— START OF SUPPLIED MATERIAL —
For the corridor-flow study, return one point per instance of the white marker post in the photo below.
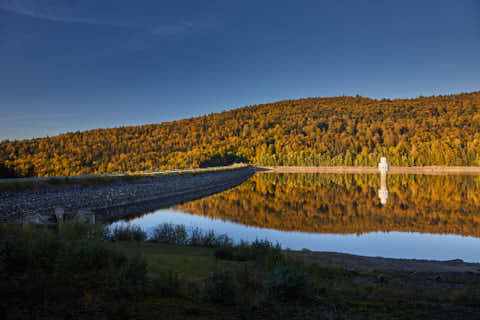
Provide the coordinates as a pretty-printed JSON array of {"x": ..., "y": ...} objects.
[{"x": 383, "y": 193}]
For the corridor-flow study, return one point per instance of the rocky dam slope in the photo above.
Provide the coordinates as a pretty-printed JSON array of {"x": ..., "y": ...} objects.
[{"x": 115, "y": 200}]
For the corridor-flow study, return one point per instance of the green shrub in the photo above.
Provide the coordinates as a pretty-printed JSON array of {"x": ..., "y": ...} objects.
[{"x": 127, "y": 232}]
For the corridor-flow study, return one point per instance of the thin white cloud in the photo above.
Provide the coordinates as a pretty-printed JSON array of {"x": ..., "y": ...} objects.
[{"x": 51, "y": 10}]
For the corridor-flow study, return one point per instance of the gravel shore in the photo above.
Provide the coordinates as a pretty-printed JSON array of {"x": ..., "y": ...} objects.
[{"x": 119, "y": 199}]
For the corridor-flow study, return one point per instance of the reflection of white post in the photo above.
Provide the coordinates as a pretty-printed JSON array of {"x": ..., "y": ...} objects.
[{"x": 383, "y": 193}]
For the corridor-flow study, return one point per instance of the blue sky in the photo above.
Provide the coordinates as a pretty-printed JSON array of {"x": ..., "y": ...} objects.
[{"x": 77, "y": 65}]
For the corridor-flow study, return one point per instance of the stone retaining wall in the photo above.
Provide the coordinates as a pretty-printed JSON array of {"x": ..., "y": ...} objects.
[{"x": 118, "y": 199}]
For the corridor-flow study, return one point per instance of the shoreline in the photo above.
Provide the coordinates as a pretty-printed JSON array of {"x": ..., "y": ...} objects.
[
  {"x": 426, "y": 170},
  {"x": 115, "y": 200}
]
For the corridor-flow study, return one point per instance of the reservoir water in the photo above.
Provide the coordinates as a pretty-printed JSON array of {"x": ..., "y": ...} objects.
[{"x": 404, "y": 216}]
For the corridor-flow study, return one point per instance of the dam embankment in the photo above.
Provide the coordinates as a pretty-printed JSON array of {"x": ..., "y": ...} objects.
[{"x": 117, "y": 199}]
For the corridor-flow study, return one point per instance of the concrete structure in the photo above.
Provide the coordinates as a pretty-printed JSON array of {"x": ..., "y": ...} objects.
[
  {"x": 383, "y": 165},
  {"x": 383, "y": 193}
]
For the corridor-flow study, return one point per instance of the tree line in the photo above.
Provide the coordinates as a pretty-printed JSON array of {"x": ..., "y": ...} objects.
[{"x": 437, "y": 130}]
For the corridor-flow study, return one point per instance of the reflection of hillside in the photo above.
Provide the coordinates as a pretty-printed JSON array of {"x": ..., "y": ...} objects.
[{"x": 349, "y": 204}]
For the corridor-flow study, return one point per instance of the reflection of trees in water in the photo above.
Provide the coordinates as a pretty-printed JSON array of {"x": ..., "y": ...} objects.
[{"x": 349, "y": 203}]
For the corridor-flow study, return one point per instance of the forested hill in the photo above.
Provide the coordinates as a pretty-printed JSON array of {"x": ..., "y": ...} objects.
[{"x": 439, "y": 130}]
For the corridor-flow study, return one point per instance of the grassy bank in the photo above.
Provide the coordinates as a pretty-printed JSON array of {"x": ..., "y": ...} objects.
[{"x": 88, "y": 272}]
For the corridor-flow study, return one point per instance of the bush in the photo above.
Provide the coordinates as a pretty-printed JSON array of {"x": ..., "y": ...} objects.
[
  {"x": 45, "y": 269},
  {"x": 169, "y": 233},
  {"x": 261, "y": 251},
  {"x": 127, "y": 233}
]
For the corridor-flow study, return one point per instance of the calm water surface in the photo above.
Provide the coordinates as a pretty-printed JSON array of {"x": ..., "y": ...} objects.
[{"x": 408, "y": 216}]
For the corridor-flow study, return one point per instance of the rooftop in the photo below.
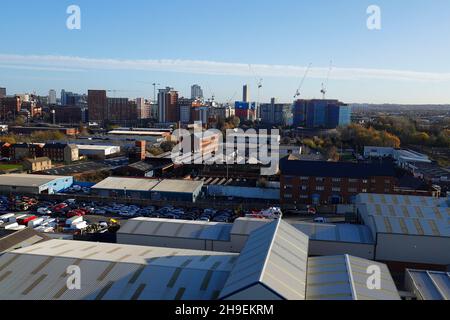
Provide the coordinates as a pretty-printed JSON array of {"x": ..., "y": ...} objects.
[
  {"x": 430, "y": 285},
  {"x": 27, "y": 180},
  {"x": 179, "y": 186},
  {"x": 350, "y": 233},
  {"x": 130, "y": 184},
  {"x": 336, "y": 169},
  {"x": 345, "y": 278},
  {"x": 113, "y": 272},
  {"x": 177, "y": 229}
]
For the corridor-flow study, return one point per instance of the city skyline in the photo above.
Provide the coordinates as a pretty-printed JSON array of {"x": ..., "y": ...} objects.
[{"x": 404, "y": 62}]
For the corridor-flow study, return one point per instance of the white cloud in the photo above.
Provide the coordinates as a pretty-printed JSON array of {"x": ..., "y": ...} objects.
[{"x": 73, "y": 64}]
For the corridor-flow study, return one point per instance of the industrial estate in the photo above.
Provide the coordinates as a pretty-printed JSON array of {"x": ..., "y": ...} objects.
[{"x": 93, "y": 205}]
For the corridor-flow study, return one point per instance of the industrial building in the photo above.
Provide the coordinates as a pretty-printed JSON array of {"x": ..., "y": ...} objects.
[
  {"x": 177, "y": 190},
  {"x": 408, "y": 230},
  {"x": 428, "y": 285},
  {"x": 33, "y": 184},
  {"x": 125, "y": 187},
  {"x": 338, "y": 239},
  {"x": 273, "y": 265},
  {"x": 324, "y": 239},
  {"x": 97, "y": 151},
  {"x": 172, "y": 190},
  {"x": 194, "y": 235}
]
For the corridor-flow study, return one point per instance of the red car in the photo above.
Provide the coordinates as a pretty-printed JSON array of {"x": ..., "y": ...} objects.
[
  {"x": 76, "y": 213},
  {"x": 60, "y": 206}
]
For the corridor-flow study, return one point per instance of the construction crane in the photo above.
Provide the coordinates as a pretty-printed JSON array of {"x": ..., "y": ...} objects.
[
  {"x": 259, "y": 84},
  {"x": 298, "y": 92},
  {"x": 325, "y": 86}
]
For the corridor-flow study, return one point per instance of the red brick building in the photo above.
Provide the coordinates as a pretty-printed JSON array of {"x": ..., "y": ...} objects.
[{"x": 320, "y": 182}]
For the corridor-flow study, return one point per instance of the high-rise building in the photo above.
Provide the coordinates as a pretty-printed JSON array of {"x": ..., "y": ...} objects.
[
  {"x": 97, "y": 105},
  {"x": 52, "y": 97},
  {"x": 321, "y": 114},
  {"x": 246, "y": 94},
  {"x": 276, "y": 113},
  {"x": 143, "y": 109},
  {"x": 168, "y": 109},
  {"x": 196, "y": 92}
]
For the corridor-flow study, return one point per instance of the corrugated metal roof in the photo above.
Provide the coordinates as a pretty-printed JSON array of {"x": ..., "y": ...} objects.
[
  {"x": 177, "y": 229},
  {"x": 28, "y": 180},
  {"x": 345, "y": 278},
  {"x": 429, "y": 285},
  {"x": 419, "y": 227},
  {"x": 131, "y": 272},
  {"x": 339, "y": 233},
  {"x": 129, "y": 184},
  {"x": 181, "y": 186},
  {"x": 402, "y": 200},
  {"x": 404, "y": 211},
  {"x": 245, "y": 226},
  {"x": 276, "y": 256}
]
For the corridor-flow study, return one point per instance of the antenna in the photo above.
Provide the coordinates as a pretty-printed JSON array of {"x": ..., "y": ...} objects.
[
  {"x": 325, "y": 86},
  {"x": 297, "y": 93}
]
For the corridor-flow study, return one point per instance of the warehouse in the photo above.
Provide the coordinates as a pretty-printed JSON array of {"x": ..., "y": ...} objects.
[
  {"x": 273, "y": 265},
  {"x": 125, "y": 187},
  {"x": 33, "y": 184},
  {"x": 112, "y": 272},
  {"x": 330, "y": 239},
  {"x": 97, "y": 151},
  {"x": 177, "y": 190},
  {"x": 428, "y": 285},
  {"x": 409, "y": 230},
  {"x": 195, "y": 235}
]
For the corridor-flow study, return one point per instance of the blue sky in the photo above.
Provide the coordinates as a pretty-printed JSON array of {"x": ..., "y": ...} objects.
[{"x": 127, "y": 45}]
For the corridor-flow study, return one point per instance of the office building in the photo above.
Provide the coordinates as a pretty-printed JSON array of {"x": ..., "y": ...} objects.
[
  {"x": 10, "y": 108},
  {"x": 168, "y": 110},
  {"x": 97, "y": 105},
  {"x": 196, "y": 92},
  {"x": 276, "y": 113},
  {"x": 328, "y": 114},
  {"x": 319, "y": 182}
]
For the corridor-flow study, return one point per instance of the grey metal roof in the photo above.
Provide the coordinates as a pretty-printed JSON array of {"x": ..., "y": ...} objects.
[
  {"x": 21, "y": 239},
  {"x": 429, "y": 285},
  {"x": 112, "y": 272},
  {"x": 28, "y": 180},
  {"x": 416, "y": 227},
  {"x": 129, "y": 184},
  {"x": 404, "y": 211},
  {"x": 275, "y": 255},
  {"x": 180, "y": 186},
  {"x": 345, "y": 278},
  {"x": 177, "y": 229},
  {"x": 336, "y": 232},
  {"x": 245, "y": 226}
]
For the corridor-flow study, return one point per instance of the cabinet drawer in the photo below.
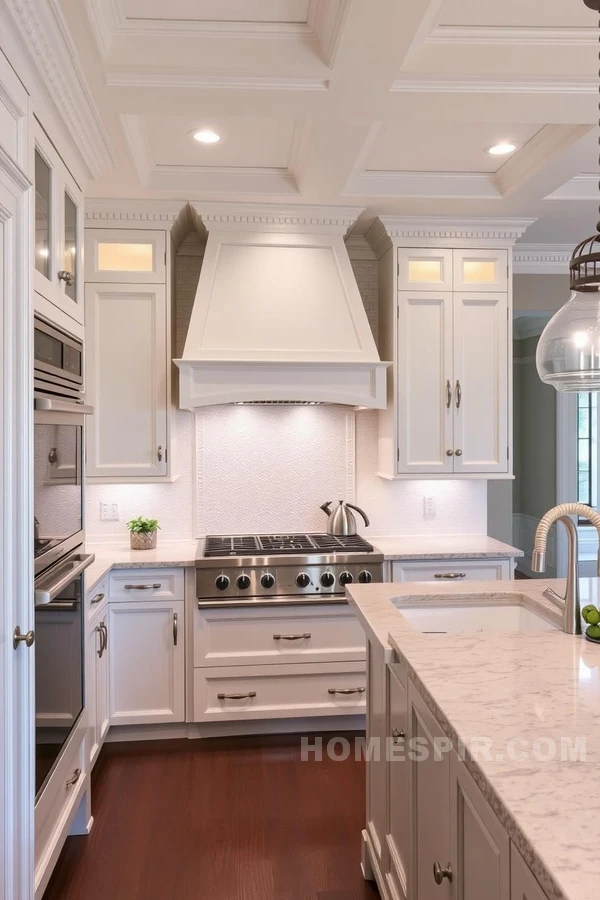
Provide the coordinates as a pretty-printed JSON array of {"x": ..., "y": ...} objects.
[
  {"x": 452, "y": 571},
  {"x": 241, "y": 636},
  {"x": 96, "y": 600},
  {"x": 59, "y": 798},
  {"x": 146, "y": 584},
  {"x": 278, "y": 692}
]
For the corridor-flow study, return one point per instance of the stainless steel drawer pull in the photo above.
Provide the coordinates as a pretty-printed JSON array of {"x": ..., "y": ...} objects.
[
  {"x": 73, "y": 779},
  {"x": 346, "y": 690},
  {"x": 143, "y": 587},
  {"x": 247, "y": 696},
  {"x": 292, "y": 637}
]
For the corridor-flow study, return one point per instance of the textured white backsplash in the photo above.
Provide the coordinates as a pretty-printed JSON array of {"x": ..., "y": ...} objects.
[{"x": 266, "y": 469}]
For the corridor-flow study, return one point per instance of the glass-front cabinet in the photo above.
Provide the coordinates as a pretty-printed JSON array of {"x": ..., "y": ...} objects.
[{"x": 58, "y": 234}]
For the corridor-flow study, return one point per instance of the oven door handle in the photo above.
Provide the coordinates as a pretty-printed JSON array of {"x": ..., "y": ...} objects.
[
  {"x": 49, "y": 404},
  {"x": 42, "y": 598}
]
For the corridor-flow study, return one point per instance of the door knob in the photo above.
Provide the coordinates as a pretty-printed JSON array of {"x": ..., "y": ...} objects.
— END OF SUPPLIED MATERIAL —
## WHAT THE TASK ASKS
Format everything from the line containing "cabinet in the photo above." down to the end of the rows as a JSON list of strings, one string per line, omitting blank lines.

## THE REPLY
[
  "For the corridor-flow study, return one point per instance of the glass-front cabinet in the photo above.",
  "Provide the coordinates as a pretty-printed JSON array of {\"x\": ..., \"y\": ...} objects.",
  "[{\"x\": 58, \"y\": 234}]",
  "For the corridor-flow study, return one point per instance of the oven door handle in the photo above.",
  "Provide the coordinates as a pretty-printed JSON array of {\"x\": ..., \"y\": ...} objects.",
  "[",
  "  {\"x\": 49, \"y\": 404},",
  "  {\"x\": 42, \"y\": 598}",
  "]",
  "For the corridor-flow study, return one point per instance of the door knob in the photo above.",
  "Provide the coordinates as a pretty-printed JSON array of {\"x\": ..., \"y\": ...} objects."
]